Record excerpts:
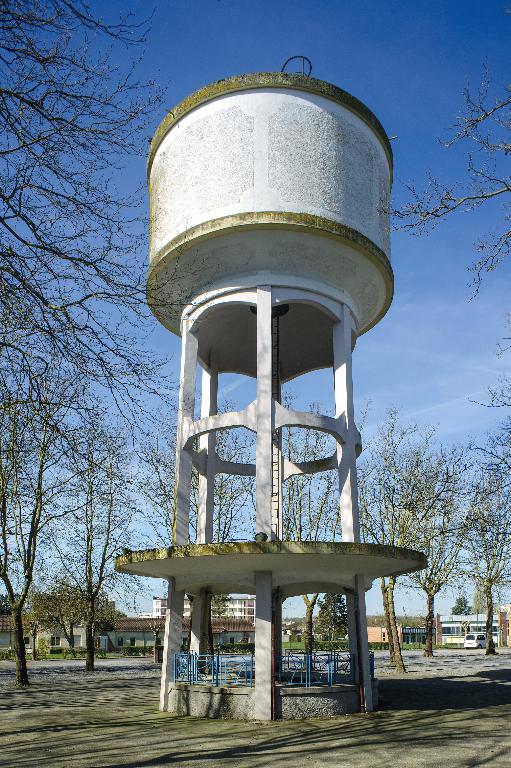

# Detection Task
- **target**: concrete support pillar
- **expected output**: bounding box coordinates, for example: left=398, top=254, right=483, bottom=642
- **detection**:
left=176, top=320, right=197, bottom=544
left=346, top=592, right=359, bottom=683
left=256, top=285, right=276, bottom=540
left=197, top=368, right=218, bottom=544
left=190, top=589, right=211, bottom=653
left=354, top=576, right=373, bottom=712
left=273, top=587, right=282, bottom=658
left=254, top=571, right=272, bottom=720
left=333, top=304, right=360, bottom=541
left=160, top=579, right=185, bottom=712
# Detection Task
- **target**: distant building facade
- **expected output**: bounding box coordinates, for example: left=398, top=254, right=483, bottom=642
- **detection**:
left=0, top=616, right=255, bottom=653
left=435, top=605, right=511, bottom=646
left=151, top=595, right=255, bottom=624
left=367, top=624, right=436, bottom=645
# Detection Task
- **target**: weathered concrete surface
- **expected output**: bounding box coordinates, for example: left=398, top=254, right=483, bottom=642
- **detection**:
left=0, top=652, right=511, bottom=768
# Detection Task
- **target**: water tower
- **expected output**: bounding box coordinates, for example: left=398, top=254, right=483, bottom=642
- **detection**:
left=117, top=72, right=425, bottom=719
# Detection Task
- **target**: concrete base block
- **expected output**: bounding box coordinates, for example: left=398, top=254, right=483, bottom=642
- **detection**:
left=169, top=680, right=378, bottom=720
left=169, top=683, right=255, bottom=720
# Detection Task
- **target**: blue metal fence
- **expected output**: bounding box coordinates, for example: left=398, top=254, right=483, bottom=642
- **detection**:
left=174, top=651, right=364, bottom=688
left=275, top=651, right=355, bottom=688
left=174, top=653, right=254, bottom=688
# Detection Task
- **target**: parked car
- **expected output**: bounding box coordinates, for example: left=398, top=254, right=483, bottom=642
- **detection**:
left=463, top=634, right=486, bottom=648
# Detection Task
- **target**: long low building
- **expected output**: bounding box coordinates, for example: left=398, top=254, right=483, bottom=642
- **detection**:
left=0, top=616, right=254, bottom=653
left=435, top=606, right=511, bottom=647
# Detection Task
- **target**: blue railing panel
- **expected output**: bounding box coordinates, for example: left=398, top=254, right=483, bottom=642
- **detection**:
left=174, top=651, right=358, bottom=688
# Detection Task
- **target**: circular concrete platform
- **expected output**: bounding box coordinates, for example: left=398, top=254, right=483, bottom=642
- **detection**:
left=115, top=541, right=427, bottom=597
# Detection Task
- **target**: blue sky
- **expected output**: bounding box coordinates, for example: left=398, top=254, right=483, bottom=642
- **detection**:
left=93, top=0, right=511, bottom=613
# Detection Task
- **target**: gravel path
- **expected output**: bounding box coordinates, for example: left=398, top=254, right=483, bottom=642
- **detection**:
left=0, top=650, right=511, bottom=768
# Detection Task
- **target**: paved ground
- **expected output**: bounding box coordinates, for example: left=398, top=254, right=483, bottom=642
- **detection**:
left=0, top=651, right=511, bottom=768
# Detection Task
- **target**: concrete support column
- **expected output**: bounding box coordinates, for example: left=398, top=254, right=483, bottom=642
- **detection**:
left=190, top=589, right=210, bottom=653
left=256, top=285, right=276, bottom=540
left=254, top=571, right=272, bottom=720
left=160, top=578, right=185, bottom=712
left=176, top=320, right=197, bottom=544
left=333, top=304, right=360, bottom=541
left=346, top=592, right=359, bottom=683
left=354, top=576, right=373, bottom=712
left=197, top=368, right=218, bottom=544
left=273, top=587, right=282, bottom=658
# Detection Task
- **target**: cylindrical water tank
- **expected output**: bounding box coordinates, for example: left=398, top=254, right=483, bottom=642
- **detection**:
left=148, top=72, right=393, bottom=348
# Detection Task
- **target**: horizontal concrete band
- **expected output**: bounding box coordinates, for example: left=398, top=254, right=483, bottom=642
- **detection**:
left=182, top=398, right=346, bottom=448
left=169, top=680, right=378, bottom=720
left=147, top=211, right=394, bottom=335
left=115, top=541, right=427, bottom=597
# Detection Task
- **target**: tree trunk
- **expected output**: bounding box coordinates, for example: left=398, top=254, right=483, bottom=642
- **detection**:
left=185, top=595, right=193, bottom=653
left=484, top=586, right=497, bottom=656
left=303, top=592, right=318, bottom=653
left=424, top=592, right=435, bottom=657
left=381, top=576, right=394, bottom=663
left=206, top=592, right=215, bottom=655
left=85, top=616, right=95, bottom=672
left=31, top=623, right=37, bottom=661
left=67, top=622, right=76, bottom=657
left=387, top=576, right=406, bottom=672
left=12, top=608, right=29, bottom=688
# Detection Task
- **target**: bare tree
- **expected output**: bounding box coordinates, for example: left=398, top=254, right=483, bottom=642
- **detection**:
left=394, top=62, right=511, bottom=288
left=0, top=0, right=164, bottom=410
left=0, top=370, right=76, bottom=686
left=359, top=410, right=451, bottom=672
left=30, top=580, right=85, bottom=658
left=408, top=448, right=467, bottom=656
left=52, top=410, right=135, bottom=672
left=467, top=471, right=511, bottom=656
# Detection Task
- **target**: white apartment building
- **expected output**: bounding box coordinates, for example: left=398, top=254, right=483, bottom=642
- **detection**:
left=151, top=595, right=255, bottom=624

What needs to be done: Render the data above as a numbered list, one item per line, omitting blank lines and leaving out the pictures.

Expected output:
1. # Detection Task
2. - **target**: concrete support pillar
3. - **expected output**: bounding box coordinates, for example: left=398, top=254, right=483, bottom=642
4. - **detection**:
5. left=176, top=320, right=197, bottom=544
6. left=346, top=592, right=359, bottom=683
7. left=256, top=285, right=276, bottom=540
8. left=197, top=368, right=218, bottom=544
9. left=190, top=589, right=211, bottom=653
10. left=354, top=576, right=373, bottom=712
11. left=273, top=587, right=282, bottom=658
12. left=254, top=571, right=272, bottom=720
13. left=333, top=304, right=360, bottom=541
14. left=160, top=579, right=185, bottom=712
15. # Detection Task
16. - **target**: distant building facade
17. - **expected output**: bounding box coordinates, for example: left=398, top=254, right=483, bottom=642
18. - **detection**:
19. left=0, top=616, right=255, bottom=653
20. left=435, top=605, right=511, bottom=646
21. left=151, top=595, right=255, bottom=624
22. left=367, top=624, right=436, bottom=645
23. # Detection Task
24. - **target**: weathered concrete surface
25. - **expected output**: bounding box coordinates, for example: left=398, top=254, right=483, bottom=642
26. - **detection**:
27. left=0, top=652, right=511, bottom=768
28. # Detection Task
29. - **target**: water tower
30. - **expected output**: bounding box coordinates, for example: left=398, top=254, right=483, bottom=642
31. - **detection**:
32. left=117, top=72, right=425, bottom=719
33. # Detection Task
34. - **target**: concrete base block
35. - **expected output**: bounding box coordinates, for example: left=398, top=254, right=483, bottom=642
36. - **detection**:
37. left=169, top=680, right=378, bottom=720
38. left=169, top=683, right=255, bottom=720
39. # Detection Task
40. - **target**: blue metal fence
41. - **expected output**: bounding box coordinates, for example: left=398, top=254, right=483, bottom=642
42. - **detection**:
43. left=174, top=651, right=364, bottom=688
44. left=275, top=651, right=355, bottom=688
45. left=174, top=653, right=254, bottom=688
46. # Detection Task
47. - **target**: parked car
48. - **expected output**: bounding box coordinates, for example: left=398, top=254, right=483, bottom=642
49. - **detection**:
50. left=463, top=634, right=486, bottom=648
51. # Detection Task
52. - **target**: long low building
53. - **expected output**: bounding box coordinates, for example: left=398, top=254, right=483, bottom=642
54. - **detection**:
55. left=0, top=616, right=254, bottom=653
56. left=435, top=606, right=511, bottom=647
57. # Detection Task
58. - **target**: blue railing panel
59. - **expected output**: bounding box coordinates, for example: left=398, top=254, right=483, bottom=642
60. - **detection**:
61. left=174, top=651, right=358, bottom=688
62. # Detection Task
63. - **target**: circular concrete platform
64. - **expected output**: bounding box coordinates, for example: left=398, top=254, right=483, bottom=642
65. - **detection**:
66. left=115, top=541, right=427, bottom=597
67. # Detection Task
68. - **target**: blue sky
69. - **expected output**: bounding box coordinates, for example: left=398, top=254, right=483, bottom=642
70. - **detection**:
71. left=93, top=0, right=511, bottom=613
72. # Detection Task
73. - **target**: gravel path
74. - **expected output**: bounding box coordinates, for example: left=398, top=254, right=483, bottom=642
75. - **detection**:
76. left=0, top=650, right=511, bottom=768
77. # Detection Task
78. - **target**: paved ground
79. - **expected output**: bounding box coordinates, for example: left=398, top=254, right=483, bottom=642
80. - **detection**:
81. left=0, top=651, right=511, bottom=768
82. # Detection Task
83. - **target**: concrete support column
84. - **expected output**: bounding box coordinates, for example: left=398, top=254, right=483, bottom=642
85. - **detection**:
86. left=190, top=589, right=210, bottom=653
87. left=256, top=285, right=276, bottom=540
88. left=254, top=571, right=272, bottom=720
89. left=160, top=578, right=185, bottom=712
90. left=176, top=320, right=197, bottom=544
91. left=333, top=304, right=360, bottom=541
92. left=346, top=592, right=359, bottom=683
93. left=354, top=576, right=373, bottom=712
94. left=197, top=368, right=218, bottom=544
95. left=273, top=587, right=282, bottom=658
96. # Detection Task
97. - **target**: cylindrical water tank
98. - **expected output**: bounding box coordinates, for example: left=398, top=254, right=483, bottom=642
99. - **detection**:
100. left=148, top=72, right=393, bottom=348
101. # Detection Task
102. - **target**: horizontal concrete band
103. - **expected output**: bounding box coordinates, for example: left=398, top=254, right=483, bottom=642
104. - **detection**:
105. left=182, top=398, right=346, bottom=448
106. left=169, top=680, right=378, bottom=720
107. left=147, top=211, right=394, bottom=335
108. left=115, top=541, right=427, bottom=597
109. # Detection Task
110. - **target**: tree trunk
111. - **expected output**: bounding box coordinates, for example: left=398, top=254, right=483, bottom=642
112. - **detection**:
113. left=185, top=595, right=193, bottom=653
114. left=484, top=586, right=497, bottom=656
115. left=303, top=592, right=318, bottom=653
116. left=424, top=592, right=435, bottom=657
117. left=381, top=576, right=394, bottom=663
118. left=206, top=592, right=215, bottom=655
119. left=85, top=616, right=95, bottom=672
120. left=31, top=623, right=37, bottom=661
121. left=67, top=622, right=76, bottom=657
122. left=387, top=576, right=406, bottom=672
123. left=12, top=608, right=29, bottom=688
124. # Detection Task
125. - **target**: bare tree
126. - **expected output**: bounding box coordinates, for example: left=398, top=254, right=483, bottom=642
127. - **detection**:
128. left=394, top=62, right=511, bottom=288
129. left=0, top=0, right=164, bottom=410
130. left=0, top=370, right=76, bottom=686
131. left=359, top=410, right=451, bottom=672
132. left=30, top=580, right=85, bottom=658
133. left=408, top=448, right=467, bottom=656
134. left=52, top=410, right=135, bottom=672
135. left=467, top=471, right=511, bottom=656
136. # Detection Task
137. - **target**: white apartment building
138. - **expected output**: bounding box coordinates, for example: left=398, top=254, right=483, bottom=642
139. - **detection**:
140. left=151, top=595, right=255, bottom=624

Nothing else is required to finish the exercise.